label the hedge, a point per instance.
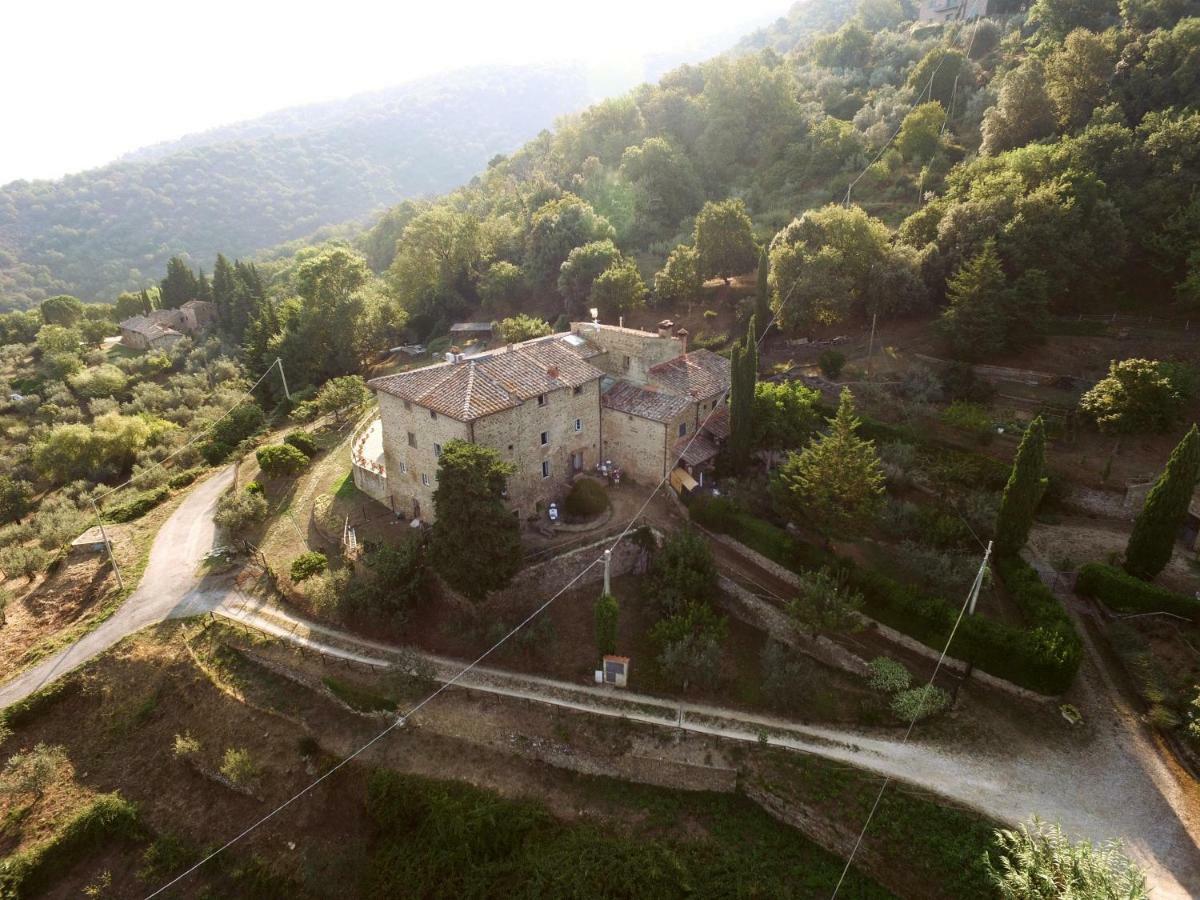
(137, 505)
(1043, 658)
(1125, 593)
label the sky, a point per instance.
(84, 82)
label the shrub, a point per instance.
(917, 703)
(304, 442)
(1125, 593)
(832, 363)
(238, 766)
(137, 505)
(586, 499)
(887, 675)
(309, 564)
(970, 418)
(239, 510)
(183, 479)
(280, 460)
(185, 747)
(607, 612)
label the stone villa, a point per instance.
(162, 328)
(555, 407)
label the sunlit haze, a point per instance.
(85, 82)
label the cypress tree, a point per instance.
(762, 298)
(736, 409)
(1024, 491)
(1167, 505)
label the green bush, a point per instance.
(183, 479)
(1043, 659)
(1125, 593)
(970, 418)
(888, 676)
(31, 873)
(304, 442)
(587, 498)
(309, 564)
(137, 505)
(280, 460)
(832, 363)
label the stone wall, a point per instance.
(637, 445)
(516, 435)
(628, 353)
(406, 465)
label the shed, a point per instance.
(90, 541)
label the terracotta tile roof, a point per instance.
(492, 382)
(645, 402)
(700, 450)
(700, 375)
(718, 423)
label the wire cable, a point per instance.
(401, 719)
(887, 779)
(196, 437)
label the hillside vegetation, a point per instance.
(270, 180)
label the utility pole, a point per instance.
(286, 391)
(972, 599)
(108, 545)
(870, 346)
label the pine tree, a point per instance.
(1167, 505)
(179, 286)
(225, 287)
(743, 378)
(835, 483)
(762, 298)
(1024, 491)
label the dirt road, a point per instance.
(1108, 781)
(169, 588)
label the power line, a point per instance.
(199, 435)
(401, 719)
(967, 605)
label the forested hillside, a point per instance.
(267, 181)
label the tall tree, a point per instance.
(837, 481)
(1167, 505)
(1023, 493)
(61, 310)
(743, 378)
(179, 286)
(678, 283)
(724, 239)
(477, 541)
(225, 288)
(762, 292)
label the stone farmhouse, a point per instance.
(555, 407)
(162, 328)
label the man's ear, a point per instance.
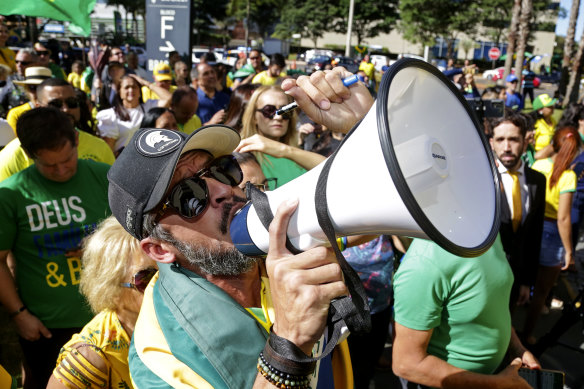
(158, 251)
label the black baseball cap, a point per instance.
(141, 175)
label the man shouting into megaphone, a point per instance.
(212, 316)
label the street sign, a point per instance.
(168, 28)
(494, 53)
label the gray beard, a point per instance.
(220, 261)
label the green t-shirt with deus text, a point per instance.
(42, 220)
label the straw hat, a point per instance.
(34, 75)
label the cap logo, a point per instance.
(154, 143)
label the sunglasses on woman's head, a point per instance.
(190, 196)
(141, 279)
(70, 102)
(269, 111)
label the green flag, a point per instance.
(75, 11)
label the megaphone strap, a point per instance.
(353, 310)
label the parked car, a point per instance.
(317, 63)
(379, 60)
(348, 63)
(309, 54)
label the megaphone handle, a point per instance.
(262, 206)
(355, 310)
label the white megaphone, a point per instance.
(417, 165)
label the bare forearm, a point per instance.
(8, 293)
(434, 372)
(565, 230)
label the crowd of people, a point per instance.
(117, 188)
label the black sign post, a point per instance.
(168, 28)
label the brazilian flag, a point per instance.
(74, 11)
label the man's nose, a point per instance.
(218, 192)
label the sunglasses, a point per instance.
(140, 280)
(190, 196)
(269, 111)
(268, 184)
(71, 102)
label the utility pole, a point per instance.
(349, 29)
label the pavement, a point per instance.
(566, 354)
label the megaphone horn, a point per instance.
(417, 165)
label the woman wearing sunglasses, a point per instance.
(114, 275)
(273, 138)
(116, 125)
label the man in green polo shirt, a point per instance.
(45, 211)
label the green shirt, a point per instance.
__________________________________________________
# Exercise directions
The answer must repeat every line of the listing exactly and leave the pictures out.

# Task result
label the hedge, a point per instance.
(137, 505)
(1043, 658)
(1125, 593)
label the sky, a point per instance.
(84, 82)
label the shrub, a point per instance.
(917, 703)
(304, 442)
(1125, 593)
(832, 363)
(238, 766)
(137, 505)
(586, 499)
(887, 675)
(309, 564)
(970, 418)
(239, 510)
(183, 479)
(280, 460)
(185, 747)
(607, 612)
label the stone villa, a point per instance.
(162, 328)
(555, 407)
label the sunlit haze, a point per instance.
(85, 82)
label the cypress tree, a point per instance.
(762, 298)
(736, 409)
(1024, 491)
(1167, 505)
label the green bush, a point per instance.
(183, 479)
(1043, 659)
(1125, 593)
(970, 418)
(888, 676)
(31, 873)
(304, 442)
(587, 498)
(309, 564)
(137, 505)
(280, 460)
(832, 363)
label the stone wall, a point per instance.
(637, 445)
(516, 435)
(628, 353)
(406, 465)
label the shed, a point per instance.
(90, 541)
label the terracotta tile roof, a point per instance.
(492, 382)
(645, 402)
(700, 450)
(700, 375)
(718, 423)
label the wire cable, a point per instance.
(401, 719)
(887, 779)
(196, 437)
label the hillside vegetation, a point per instance.
(270, 180)
label the utility pole, a point per instance.
(286, 391)
(972, 599)
(108, 545)
(870, 346)
label the pine tree, a point per instance.
(1167, 505)
(179, 286)
(225, 287)
(743, 378)
(835, 483)
(762, 298)
(1024, 491)
label the dirt road, a point per instance.
(1108, 781)
(169, 588)
label the power line, a point per instance.
(199, 435)
(401, 719)
(967, 605)
label the forested hillside, a point per instance.
(267, 181)
label the tall tree, a point per instance.
(837, 481)
(1167, 505)
(1023, 493)
(61, 310)
(743, 378)
(179, 286)
(678, 283)
(724, 239)
(477, 541)
(225, 288)
(762, 292)
label the stone farmhouse, a point per instance.
(555, 407)
(162, 328)
label the man's ear, a point per instance.
(158, 251)
label the black baseball cap, a point per instance.
(141, 175)
label the man shouting into megaphone, a point per instance.
(212, 316)
label the street sign, a point per instance.
(168, 28)
(494, 53)
label the gray beard, a point per instance.
(220, 261)
label the green t-shirt with deus text, a point per instance.
(42, 220)
label the straw hat, a point per instance.
(34, 75)
label the cap logo, a point per instance.
(154, 143)
label the sunglasses on woman's head, a point per instance.
(190, 196)
(141, 279)
(70, 102)
(269, 111)
label the green flag, a point per instance.
(75, 11)
label the megaphone strap, a point per instance.
(353, 310)
label the parked car, a point per instance.
(317, 63)
(379, 60)
(348, 63)
(309, 54)
label the megaphone handle, a point per instance.
(262, 206)
(355, 310)
label the white megaphone, a point per instance.
(417, 165)
label the bare forearm, a point per instance.
(8, 293)
(434, 372)
(565, 230)
label the crowd of people, a point per instance.
(117, 188)
label the black sign post, a point per instance.
(168, 28)
label the brazilian flag, a point per instance.
(74, 11)
label the man's nose, a point per instance.
(218, 192)
label the sunglasses, a point per instance.
(140, 280)
(190, 196)
(269, 111)
(268, 184)
(71, 102)
label the utility pole, a point per instance.
(349, 29)
label the pavement, a point per instance.
(566, 354)
label the megaphone horn, a point per instance.
(417, 165)
label the woman wearing sunglasses, a point per instance.
(114, 275)
(273, 138)
(116, 125)
label the man in green polo shirt, a point per instance.
(45, 211)
label the green shirt, a point per instance.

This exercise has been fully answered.